#### Kutipan Bacaan
========================================
Majalah Farmasetika – Beruntung Indonesia berada di wilayah tropis, studi membuktikan suhu dan kelembaban lingkungan memiliki efek pada keparahan gejala COVID-19, para peneliti dari Eropa dan Cina telah menyimpulkan.
Penelitian menyimpulkan setelah melihat hasil yang terkait dengan lebih dari 40.000 pasien dengan COVID-19 di tengah pandemi. Penelitian menunjukkan bahwa penyakit yang disebabkan oleh virus lebih buruk di musim dingin daripada yang lebih hangat, dan bahwa udara dalam ruangan yang kering dapat mendorong penyebarannya.
Data dari hampir 7.000 pasien yang dirawat di rumah sakit dengan COVID-19 di Kroasia, Spanyol, Italia, Finlandia, Polandia, Jerman, Inggris dan Cina dianalisis dan dipetakan berdasarkan suhu lokal dan perkiraan kelembaban dalam ruangan.
Temuan ini mengungkapkan bahwa hasil COVID-19 yang parah, termasuk rawat inap atau kebutuhan untuk ventilasi, menurun di sebagian besar negara Eropa selama pandemi, bersamaan dengan transisi dari musim dingin ke awal musim panas.
========================================
#### Data Tersedia
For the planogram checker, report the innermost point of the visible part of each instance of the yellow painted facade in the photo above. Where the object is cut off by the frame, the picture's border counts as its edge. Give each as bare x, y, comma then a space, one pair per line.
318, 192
========================================
#### Tujuan Tugas
Kutip kata demi kata bagian teks tentang suhu, kelembaban, dan COVID-19 yang diawali kata-kata berisi "Majalah Farmasetika –" dan diakhiri "kelembaban dalam ruangan.".

#### Penyelesaian Lengkap
Majalah Farmasetika – Beruntung Indonesia berada di wilayah tropis, studi membuktikan suhu dan kelembaban lingkungan memiliki efek pada keparahan gejala COVID-19, para peneliti dari Eropa dan Cina telah menyimpulkan.
Penelitian menyimpulkan setelah melihat hasil yang terkait dengan lebih dari 40.000 pasien dengan COVID-19 di tengah pandemi. Penelitian menunjukkan bahwa penyakit yang disebabkan oleh virus lebih buruk di musim dingin daripada yang lebih hangat, dan bahwa udara dalam ruangan yang kering dapat mendorong penyebarannya.
Data dari hampir 7.000 pasien yang dirawat di rumah sakit dengan COVID-19 di Kroasia, Spanyol, Italia, Finlandia, Polandia, Jerman, Inggris dan Cina dianalisis dan dipetakan berdasarkan suhu lokal dan perkiraan kelembaban dalam ruangan.